## Records
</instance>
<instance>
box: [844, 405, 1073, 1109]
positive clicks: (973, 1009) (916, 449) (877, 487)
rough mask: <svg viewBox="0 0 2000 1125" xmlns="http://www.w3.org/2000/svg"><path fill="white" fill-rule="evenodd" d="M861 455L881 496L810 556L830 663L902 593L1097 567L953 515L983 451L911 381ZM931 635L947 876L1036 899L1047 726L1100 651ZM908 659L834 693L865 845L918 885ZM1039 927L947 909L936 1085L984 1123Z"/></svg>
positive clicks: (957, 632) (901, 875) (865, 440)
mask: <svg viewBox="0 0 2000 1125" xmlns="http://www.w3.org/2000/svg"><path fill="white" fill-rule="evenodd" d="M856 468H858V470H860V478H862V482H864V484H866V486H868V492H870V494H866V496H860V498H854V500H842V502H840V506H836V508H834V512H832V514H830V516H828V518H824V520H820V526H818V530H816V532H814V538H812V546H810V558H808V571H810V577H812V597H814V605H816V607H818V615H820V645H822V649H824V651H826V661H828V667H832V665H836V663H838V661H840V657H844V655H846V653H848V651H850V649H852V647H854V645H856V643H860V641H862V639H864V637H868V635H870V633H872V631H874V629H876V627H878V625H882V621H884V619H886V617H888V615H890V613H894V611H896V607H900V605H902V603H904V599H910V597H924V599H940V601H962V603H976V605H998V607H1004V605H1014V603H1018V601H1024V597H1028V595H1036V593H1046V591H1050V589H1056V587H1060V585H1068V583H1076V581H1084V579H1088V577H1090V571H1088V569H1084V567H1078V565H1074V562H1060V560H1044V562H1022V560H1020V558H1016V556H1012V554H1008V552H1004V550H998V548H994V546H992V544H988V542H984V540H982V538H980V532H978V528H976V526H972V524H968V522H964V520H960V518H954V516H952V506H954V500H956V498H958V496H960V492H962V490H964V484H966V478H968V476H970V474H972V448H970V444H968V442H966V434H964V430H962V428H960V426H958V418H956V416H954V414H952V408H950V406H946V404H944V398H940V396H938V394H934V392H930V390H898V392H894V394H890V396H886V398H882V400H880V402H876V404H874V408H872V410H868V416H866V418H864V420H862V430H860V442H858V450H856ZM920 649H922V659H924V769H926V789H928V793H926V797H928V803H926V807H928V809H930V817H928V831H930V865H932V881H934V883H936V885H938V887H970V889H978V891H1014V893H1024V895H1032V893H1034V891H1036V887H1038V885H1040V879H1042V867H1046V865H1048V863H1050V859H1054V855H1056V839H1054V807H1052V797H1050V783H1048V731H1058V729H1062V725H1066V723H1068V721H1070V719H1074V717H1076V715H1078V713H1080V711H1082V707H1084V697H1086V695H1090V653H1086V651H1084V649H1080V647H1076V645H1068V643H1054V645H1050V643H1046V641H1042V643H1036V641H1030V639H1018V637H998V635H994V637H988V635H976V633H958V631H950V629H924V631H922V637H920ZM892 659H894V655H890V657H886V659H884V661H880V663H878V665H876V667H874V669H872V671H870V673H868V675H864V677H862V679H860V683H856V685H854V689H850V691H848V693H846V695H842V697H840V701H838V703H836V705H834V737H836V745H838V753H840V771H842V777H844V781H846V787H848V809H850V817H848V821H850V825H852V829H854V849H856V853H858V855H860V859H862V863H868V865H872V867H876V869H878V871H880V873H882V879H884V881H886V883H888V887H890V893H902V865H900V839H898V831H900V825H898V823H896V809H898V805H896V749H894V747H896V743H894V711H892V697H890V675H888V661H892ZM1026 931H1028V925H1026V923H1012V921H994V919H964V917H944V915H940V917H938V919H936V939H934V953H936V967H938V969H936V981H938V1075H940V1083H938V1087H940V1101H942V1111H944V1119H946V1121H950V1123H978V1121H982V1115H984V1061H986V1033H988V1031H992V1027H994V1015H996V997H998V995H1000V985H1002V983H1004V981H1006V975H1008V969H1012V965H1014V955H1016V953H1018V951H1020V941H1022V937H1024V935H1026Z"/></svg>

## Brief
Every entry in the data should be returned exactly.

## Solved exercise
</instance>
<instance>
box: [844, 405, 1073, 1109]
positive clicks: (973, 1009) (916, 449) (877, 487)
rough mask: <svg viewBox="0 0 2000 1125" xmlns="http://www.w3.org/2000/svg"><path fill="white" fill-rule="evenodd" d="M861 455L881 496L810 556L830 663L902 593L1097 567L953 515L983 451L911 381ZM931 635L947 876L1036 899L1047 726L1100 651ZM908 659L834 693L865 845L918 885ZM1039 927L947 909L936 1085L984 1123Z"/></svg>
positive clicks: (957, 632) (901, 875) (865, 440)
mask: <svg viewBox="0 0 2000 1125" xmlns="http://www.w3.org/2000/svg"><path fill="white" fill-rule="evenodd" d="M856 468H858V470H860V478H862V482H864V484H866V486H868V492H870V494H866V496H860V498H854V500H842V502H840V506H836V508H834V512H832V514H830V516H828V518H824V520H820V526H818V530H816V532H814V538H812V546H810V558H808V571H810V577H812V597H814V605H816V607H818V615H820V645H822V649H824V651H826V661H828V667H832V665H836V663H838V661H840V657H844V655H846V653H848V651H850V649H852V647H854V645H856V643H860V641H862V639H864V637H868V635H870V633H872V631H874V629H876V627H878V625H882V621H884V619H886V617H888V615H890V613H894V611H896V607H900V605H902V603H904V599H910V597H924V599H940V601H962V603H976V605H998V607H1004V605H1014V603H1018V601H1024V597H1028V595H1036V593H1046V591H1050V589H1056V587H1060V585H1068V583H1076V581H1084V579H1088V577H1090V571H1088V569H1084V567H1078V565H1074V562H1060V560H1044V562H1022V560H1020V558H1016V556H1012V554H1008V552H1004V550H998V548H994V546H992V544H988V542H984V540H982V538H980V532H978V528H976V526H972V524H968V522H964V520H960V518H954V516H952V506H954V500H956V498H958V496H960V492H962V490H964V484H966V478H968V476H970V474H972V448H970V444H968V442H966V434H964V430H962V428H960V426H958V418H956V416H954V414H952V408H950V406H946V404H944V398H940V396H938V394H934V392H930V390H898V392H894V394H890V396H886V398H882V400H880V402H876V404H874V408H872V410H868V416H866V418H864V420H862V430H860V442H858V450H856ZM920 649H922V659H924V769H926V789H928V793H926V797H928V803H926V807H928V809H930V817H928V831H930V865H932V881H934V883H936V885H938V887H970V889H978V891H1014V893H1024V895H1032V893H1034V891H1036V887H1038V885H1040V879H1042V867H1046V865H1048V863H1050V859H1054V855H1056V839H1054V807H1052V797H1050V783H1048V731H1058V729H1062V725H1066V723H1068V721H1070V719H1074V717H1076V715H1078V713H1080V711H1082V707H1084V697H1086V695H1090V653H1086V651H1084V649H1080V647H1076V645H1068V643H1054V645H1050V643H1046V641H1042V643H1036V641H1030V639H1018V637H998V635H994V637H988V635H976V633H958V631H950V629H924V631H922V637H920ZM892 659H894V655H890V657H886V659H884V661H880V663H878V665H876V667H874V669H872V671H870V673H868V675H864V677H862V679H860V683H856V685H854V689H850V691H848V693H846V695H842V697H840V701H838V703H836V705H834V737H836V745H838V753H840V771H842V777H844V781H846V787H848V809H850V817H848V821H850V825H852V829H854V849H856V853H858V855H860V859H862V863H868V865H872V867H876V869H878V871H880V873H882V879H884V881H886V883H888V887H890V893H902V865H900V839H898V831H900V825H898V823H896V809H898V805H896V749H894V747H896V743H894V711H892V697H890V675H888V661H892ZM1026 931H1028V925H1026V923H1012V921H994V919H964V917H944V915H940V917H938V919H936V939H934V953H936V967H938V969H936V981H938V1075H940V1083H938V1087H940V1101H942V1111H944V1119H946V1121H950V1123H978V1121H982V1115H984V1061H986V1033H988V1031H992V1027H994V1015H996V997H998V995H1000V985H1002V983H1004V981H1006V975H1008V969H1012V965H1014V955H1016V953H1018V951H1020V941H1022V937H1024V935H1026Z"/></svg>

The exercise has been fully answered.